Posts Tagged ‘medication’

So . . . I visited my doctor this morning.  Had an EKG, checked the ol’ blood pressure, reviewed the ADD eval and here’s what I learned:  my heart is “gorgeous,” my blood pressure is at the high end of the normal range and she isn’t concerned, my cholesterol looked good two years ago but we’re going to re-check in two weeks for good measure, and I got the go-ahead to try some controlled substances for ADD.

There are tons of options for medication: short-acting, mid-acting, long-acting (time-released), and even some SSRIs such as Wellbutrin.  Despite my husband’s warning – he thinks I should consider a time-released drug – my doctor and I decided on a super low-dose short-acting one, Adderall.  Our rationale is to start slow and see how it goes.  Sounds like a catchphrase worthy of Oprah or Ellen.  Anyway, I will try it and check back with her in two weeks for adjustments.  I may need to up the dose or switch to a different variety depending upon my reaction.  It should leave my system in time for bed so my sleep won’t be disrupted.  Another nice thing about Adderall is cost.  This should not be a big chunk out of our wallets.

__What is needed__. Print the passage of the post about starting ADD medication between "So . . . I visited" and "substances for ADD.", inclusive.

__Collected data__.
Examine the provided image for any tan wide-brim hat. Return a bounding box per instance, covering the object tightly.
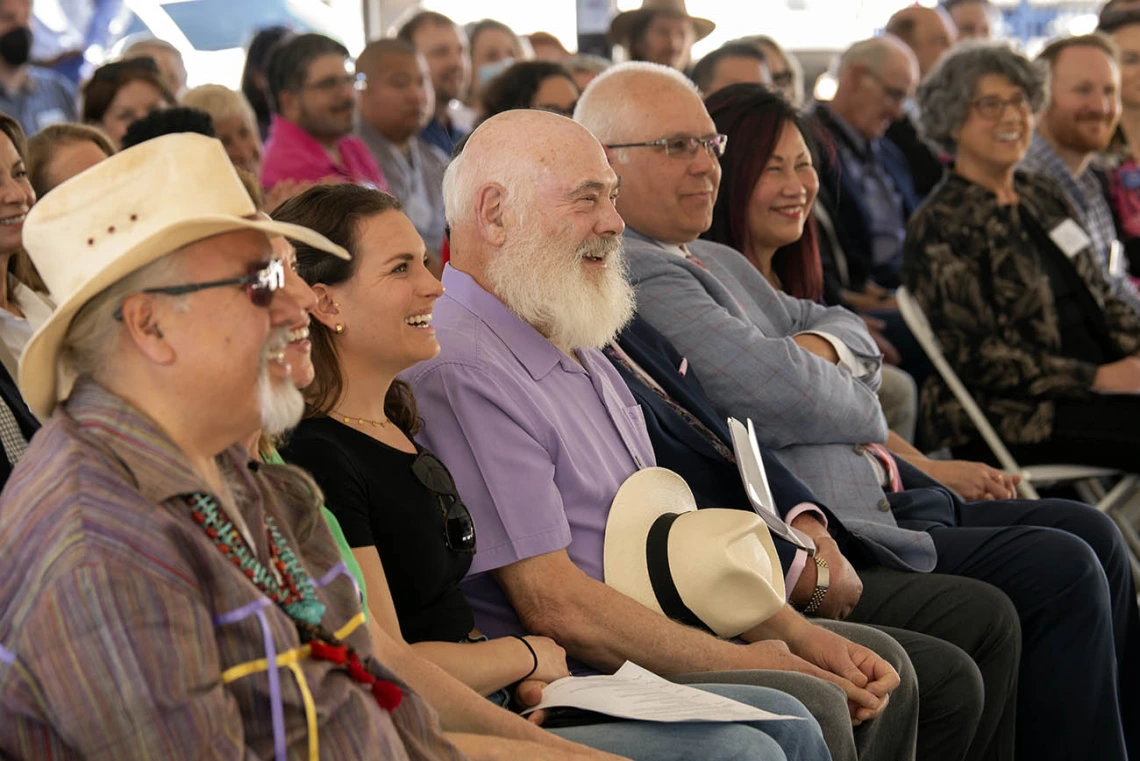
[19,133,349,420]
[603,468,785,638]
[610,0,716,46]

__Solution to this exercise__.
So . . . I visited my doctor this morning.  Had an EKG, checked the ol’ blood pressure, reviewed the ADD eval and here’s what I learned:  my heart is “gorgeous,” my blood pressure is at the high end of the normal range and she isn’t concerned, my cholesterol looked good two years ago but we’re going to re-check in two weeks for good measure, and I got the go-ahead to try some controlled substances for ADD.